Please put the lines of the entries below into a JSON list of strings, one string per line with blank lines left out, starting with the line that contains "Exercise. Point out the house" and going on through the line that contains "170), (101, 3)]", both included. Leave out every line outside that stretch.

| Records for this exercise |
********************

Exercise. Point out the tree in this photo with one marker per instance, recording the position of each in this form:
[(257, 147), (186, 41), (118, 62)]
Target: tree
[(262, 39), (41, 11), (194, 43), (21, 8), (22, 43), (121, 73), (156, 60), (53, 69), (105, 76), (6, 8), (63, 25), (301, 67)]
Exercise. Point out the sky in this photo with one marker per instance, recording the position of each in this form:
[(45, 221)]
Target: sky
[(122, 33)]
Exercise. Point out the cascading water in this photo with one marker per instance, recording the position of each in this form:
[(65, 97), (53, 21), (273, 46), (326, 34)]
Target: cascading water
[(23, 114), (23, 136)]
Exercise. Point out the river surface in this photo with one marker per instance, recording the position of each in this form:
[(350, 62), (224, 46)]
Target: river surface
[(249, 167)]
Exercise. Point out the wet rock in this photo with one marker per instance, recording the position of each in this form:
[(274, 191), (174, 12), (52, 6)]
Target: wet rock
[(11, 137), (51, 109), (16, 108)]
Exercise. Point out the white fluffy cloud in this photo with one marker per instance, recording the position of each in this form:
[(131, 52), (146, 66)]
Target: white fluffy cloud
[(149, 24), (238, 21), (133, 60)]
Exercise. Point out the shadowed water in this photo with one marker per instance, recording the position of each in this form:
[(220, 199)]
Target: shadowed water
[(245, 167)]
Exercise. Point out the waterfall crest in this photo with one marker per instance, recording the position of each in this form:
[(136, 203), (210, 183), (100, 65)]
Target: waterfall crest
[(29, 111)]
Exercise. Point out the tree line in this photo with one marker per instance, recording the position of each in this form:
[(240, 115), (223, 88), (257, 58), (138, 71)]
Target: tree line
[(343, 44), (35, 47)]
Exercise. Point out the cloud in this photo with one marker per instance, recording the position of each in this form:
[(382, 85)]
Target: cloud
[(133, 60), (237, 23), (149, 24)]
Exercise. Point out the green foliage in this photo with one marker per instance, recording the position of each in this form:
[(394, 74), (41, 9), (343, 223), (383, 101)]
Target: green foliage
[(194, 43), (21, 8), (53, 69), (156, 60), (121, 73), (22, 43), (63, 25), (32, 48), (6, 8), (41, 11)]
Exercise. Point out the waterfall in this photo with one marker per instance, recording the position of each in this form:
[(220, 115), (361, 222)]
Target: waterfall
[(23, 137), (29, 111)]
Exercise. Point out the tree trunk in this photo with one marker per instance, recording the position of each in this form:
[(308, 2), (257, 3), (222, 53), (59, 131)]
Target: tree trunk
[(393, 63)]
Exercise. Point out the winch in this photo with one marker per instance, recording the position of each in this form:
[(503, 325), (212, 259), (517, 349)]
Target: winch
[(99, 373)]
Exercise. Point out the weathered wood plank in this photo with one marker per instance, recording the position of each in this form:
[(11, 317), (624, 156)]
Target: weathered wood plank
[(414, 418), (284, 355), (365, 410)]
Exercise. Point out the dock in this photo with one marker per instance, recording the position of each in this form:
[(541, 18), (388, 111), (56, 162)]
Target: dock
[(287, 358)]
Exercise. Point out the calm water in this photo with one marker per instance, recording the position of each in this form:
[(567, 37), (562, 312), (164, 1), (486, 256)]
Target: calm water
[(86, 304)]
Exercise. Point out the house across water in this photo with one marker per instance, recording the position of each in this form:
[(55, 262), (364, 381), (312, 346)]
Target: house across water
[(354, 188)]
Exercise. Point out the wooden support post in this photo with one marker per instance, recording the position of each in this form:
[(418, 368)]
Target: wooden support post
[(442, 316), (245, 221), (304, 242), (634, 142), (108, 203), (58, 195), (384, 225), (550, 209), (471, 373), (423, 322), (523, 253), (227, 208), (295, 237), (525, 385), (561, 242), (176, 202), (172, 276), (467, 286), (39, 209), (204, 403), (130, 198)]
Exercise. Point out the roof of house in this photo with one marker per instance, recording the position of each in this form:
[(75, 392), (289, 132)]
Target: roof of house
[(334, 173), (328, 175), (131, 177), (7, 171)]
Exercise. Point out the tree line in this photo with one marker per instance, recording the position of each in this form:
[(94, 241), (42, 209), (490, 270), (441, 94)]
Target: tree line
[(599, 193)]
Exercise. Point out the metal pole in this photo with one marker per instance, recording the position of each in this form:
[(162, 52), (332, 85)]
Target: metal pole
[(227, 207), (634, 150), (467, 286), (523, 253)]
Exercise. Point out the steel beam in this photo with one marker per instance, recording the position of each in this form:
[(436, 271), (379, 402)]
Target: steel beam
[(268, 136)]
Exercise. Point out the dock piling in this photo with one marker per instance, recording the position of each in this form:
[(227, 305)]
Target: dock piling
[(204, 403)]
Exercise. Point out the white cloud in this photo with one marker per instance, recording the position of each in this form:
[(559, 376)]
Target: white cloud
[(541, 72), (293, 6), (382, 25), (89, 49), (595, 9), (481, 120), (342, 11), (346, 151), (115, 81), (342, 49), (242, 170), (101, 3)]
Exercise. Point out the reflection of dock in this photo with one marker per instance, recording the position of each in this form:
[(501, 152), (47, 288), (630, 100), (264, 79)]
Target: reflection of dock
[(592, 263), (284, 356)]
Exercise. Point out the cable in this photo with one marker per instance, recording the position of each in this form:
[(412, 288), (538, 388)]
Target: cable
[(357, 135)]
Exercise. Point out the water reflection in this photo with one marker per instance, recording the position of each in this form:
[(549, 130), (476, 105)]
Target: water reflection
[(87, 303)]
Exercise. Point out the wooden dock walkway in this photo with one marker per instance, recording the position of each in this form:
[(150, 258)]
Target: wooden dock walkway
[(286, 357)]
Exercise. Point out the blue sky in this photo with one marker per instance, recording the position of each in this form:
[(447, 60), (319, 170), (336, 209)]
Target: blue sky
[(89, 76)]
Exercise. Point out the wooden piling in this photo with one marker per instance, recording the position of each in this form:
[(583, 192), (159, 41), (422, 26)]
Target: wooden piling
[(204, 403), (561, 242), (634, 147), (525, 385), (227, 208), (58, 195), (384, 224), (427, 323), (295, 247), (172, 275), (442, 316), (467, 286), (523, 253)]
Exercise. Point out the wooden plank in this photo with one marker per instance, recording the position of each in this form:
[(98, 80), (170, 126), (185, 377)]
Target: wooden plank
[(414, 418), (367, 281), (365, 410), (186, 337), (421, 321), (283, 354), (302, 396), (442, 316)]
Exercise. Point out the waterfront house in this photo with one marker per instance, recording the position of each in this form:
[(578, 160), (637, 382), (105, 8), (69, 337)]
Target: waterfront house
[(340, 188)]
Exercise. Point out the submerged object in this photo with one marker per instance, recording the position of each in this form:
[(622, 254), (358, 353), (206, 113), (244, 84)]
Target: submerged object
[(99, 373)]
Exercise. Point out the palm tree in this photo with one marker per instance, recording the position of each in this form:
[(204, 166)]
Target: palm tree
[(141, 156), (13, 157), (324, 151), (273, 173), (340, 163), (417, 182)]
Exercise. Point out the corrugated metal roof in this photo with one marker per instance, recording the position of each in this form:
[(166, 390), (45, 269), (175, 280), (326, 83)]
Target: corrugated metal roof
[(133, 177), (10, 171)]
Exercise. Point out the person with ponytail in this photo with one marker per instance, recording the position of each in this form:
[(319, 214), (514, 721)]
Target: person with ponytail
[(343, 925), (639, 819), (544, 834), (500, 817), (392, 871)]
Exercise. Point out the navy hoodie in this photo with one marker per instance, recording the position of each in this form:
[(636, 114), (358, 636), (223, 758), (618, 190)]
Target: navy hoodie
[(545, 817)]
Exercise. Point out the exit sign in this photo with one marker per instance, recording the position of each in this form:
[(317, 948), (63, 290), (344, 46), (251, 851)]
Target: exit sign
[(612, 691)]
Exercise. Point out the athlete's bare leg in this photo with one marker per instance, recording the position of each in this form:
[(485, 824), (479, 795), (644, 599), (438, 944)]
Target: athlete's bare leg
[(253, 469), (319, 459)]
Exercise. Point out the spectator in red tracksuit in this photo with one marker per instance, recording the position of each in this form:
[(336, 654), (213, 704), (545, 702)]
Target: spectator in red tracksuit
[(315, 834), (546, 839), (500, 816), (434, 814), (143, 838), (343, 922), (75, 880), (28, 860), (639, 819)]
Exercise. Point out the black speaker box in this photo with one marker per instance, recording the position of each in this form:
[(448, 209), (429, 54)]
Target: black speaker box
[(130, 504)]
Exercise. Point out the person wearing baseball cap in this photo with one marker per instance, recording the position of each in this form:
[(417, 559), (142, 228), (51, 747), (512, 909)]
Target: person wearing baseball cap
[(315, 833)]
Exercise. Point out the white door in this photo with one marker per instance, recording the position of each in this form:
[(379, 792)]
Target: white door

********************

| Answer to the exercise |
[
  "Exercise. Point out the house across water in this photo with one marker per instance, recording the position of each in this form:",
  "[(55, 262), (364, 381), (312, 346)]",
  "Target: house across water",
  "[(354, 188)]",
  "Exercise. Point out the wooden support post in this photo with one marker per instance, recording the position of each in this form:",
  "[(418, 368)]",
  "Target: wooden support post",
  "[(442, 316), (245, 221), (304, 242), (634, 142), (108, 203), (58, 195), (384, 225), (550, 209), (471, 373), (423, 322), (523, 253), (227, 208), (295, 237), (525, 385), (561, 242), (176, 202), (172, 276), (467, 286), (39, 209), (204, 403), (130, 198)]",
  "Exercise. Point out the roof of house in this photo with one marker per instance, recording the position of each in this form:",
  "[(75, 392), (289, 132)]",
  "Target: roof of house",
  "[(334, 173), (328, 175), (131, 177), (7, 171)]",
  "Exercise. Point out the tree line in this photo with one marker per instance, recording the position of each in this form:",
  "[(94, 241), (42, 209), (490, 270), (441, 94)]",
  "Target: tree line",
  "[(599, 193)]",
  "Exercise. Point out the metal pole in this photo with one marker per instance, recording the position of each in this form:",
  "[(162, 52), (332, 85)]",
  "Target: metal pole",
  "[(227, 207), (634, 150), (467, 286), (523, 253)]",
  "Exercise. Point out the steel beam in this photo with one marker per instance, recording the position of each in this form:",
  "[(436, 271), (379, 402)]",
  "Target: steel beam",
  "[(268, 136)]",
  "Exercise. Point out the dock piling in this photo with one marker per instance, recording the position of each in this form:",
  "[(227, 305)]",
  "Target: dock piling",
  "[(204, 403)]",
  "Exercise. Point out the white cloud in this photo with one marker per instance, recording the position of each in this form:",
  "[(559, 376)]",
  "Target: white cloud",
  "[(541, 72), (293, 6), (382, 25), (89, 49), (595, 9), (481, 120), (342, 11), (346, 151), (115, 81), (342, 49), (242, 170), (101, 3)]"
]